What is being asked |
Copy the records below word for word, starting at the line that contains "query: the noun phrase to segment: man" and ending at the last line of the records, with both ends included.

[start]

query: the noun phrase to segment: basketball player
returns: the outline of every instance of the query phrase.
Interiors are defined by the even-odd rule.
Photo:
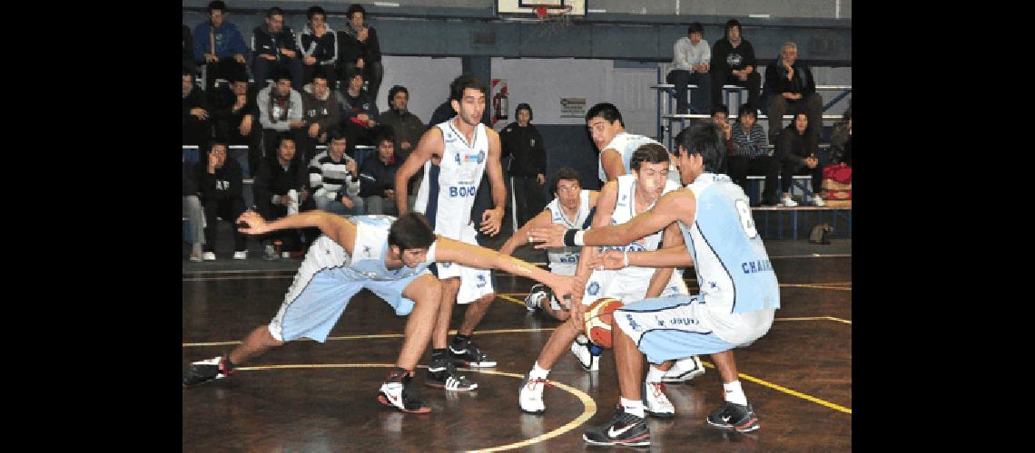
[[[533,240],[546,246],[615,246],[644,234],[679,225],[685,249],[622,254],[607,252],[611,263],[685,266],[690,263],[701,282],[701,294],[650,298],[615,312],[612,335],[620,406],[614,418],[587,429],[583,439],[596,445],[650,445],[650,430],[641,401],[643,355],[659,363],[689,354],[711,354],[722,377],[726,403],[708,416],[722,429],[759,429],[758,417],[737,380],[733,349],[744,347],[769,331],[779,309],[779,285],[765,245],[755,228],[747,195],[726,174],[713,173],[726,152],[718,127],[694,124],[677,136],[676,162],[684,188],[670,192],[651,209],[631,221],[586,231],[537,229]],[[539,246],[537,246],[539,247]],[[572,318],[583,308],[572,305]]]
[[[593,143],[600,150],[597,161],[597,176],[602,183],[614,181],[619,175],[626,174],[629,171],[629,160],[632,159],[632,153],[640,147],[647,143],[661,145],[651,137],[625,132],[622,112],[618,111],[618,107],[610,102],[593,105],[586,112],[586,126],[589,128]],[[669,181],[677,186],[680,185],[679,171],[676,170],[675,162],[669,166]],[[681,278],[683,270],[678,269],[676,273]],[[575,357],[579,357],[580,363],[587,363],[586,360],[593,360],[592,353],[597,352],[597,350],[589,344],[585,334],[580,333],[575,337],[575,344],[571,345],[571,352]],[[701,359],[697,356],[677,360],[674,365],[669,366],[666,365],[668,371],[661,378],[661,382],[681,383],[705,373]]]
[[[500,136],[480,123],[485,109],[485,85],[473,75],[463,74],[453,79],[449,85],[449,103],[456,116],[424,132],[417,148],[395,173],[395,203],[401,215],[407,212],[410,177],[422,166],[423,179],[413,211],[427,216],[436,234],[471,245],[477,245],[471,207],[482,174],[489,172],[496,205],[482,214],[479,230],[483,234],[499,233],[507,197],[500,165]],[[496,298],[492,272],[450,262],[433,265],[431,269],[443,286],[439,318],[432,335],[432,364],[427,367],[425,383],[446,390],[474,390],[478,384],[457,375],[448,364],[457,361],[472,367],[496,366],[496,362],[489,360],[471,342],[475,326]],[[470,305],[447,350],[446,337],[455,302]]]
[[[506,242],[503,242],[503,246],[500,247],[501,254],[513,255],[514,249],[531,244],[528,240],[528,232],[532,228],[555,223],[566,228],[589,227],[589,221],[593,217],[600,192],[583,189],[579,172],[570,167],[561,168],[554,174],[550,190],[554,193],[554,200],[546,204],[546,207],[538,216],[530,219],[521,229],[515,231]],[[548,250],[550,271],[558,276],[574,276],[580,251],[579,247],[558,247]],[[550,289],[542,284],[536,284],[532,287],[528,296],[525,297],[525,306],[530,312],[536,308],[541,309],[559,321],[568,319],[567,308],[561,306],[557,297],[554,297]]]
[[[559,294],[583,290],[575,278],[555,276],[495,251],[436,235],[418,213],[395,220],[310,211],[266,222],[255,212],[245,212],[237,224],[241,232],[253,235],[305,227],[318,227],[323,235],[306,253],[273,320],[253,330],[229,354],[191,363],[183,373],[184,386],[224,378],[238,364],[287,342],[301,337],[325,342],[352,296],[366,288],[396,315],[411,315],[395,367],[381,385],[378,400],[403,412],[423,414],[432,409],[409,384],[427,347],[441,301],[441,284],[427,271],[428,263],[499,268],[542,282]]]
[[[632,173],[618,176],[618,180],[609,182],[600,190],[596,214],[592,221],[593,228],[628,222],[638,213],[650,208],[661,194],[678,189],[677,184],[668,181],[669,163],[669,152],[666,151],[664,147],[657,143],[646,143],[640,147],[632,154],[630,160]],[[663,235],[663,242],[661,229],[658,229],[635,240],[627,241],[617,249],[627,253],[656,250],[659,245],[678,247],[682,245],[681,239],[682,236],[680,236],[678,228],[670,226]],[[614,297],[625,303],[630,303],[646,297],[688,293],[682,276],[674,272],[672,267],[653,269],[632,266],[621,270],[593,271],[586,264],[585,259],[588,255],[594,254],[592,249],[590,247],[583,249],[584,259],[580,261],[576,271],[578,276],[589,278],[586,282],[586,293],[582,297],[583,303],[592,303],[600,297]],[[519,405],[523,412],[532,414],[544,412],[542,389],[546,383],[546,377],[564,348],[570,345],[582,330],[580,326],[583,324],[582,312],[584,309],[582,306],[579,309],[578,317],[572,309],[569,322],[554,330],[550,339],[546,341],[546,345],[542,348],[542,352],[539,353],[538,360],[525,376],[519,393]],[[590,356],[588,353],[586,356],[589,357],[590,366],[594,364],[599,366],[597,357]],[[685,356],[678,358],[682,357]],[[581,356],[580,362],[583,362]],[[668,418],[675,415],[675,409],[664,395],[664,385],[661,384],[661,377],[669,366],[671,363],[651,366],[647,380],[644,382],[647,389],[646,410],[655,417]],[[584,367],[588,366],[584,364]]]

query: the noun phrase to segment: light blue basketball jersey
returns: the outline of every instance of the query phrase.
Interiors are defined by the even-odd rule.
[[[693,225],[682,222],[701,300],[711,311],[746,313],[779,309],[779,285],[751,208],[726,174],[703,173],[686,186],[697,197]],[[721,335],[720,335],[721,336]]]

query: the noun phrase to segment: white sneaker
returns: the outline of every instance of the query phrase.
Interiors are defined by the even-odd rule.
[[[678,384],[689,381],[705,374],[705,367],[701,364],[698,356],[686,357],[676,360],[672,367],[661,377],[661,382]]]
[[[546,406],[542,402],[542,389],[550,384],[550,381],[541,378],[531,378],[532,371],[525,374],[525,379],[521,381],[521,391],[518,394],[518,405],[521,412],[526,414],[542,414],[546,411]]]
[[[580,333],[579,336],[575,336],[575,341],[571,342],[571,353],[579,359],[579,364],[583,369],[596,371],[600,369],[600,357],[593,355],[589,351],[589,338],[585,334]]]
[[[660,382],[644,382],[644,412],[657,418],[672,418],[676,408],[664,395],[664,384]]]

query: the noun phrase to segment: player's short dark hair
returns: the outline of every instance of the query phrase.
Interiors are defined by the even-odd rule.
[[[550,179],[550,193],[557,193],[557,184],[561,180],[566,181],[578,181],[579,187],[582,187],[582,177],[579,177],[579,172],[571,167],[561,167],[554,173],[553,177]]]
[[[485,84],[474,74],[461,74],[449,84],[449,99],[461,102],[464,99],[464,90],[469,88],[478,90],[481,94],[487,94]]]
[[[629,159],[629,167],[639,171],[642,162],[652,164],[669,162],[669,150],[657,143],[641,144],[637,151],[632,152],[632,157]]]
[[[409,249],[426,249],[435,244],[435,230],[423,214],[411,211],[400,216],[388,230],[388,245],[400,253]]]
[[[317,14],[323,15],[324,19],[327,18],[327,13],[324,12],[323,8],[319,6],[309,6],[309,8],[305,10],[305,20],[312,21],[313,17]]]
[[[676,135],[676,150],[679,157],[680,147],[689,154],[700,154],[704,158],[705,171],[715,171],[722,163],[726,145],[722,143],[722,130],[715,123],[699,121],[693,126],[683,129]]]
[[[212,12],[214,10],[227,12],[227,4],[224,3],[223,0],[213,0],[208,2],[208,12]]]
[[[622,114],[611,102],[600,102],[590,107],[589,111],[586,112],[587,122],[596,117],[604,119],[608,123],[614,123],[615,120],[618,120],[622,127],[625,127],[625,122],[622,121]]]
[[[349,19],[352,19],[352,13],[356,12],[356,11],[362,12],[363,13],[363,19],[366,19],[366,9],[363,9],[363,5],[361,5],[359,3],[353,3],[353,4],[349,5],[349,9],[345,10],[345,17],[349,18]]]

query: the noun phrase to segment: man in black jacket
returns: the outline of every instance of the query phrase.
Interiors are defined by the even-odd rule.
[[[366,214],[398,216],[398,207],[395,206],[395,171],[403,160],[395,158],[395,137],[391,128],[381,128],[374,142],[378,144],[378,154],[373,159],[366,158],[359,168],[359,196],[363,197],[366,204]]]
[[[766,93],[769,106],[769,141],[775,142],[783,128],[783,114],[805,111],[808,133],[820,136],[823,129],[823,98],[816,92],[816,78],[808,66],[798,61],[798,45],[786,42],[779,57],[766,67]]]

[end]

Solution to the problem |
query: the noun phrase to segment: man in black jacket
returns: the outline of every instance of the query phrase.
Interiors are defined by the even-odd rule.
[[[366,214],[398,216],[398,207],[395,206],[395,171],[403,160],[395,158],[395,137],[391,128],[381,128],[374,142],[378,144],[378,154],[373,159],[366,158],[359,168],[359,196],[363,197],[366,204]]]
[[[766,93],[769,106],[769,141],[775,142],[783,128],[783,114],[805,111],[808,133],[820,136],[823,129],[823,98],[816,92],[816,78],[808,66],[798,61],[798,45],[786,42],[779,57],[766,67]]]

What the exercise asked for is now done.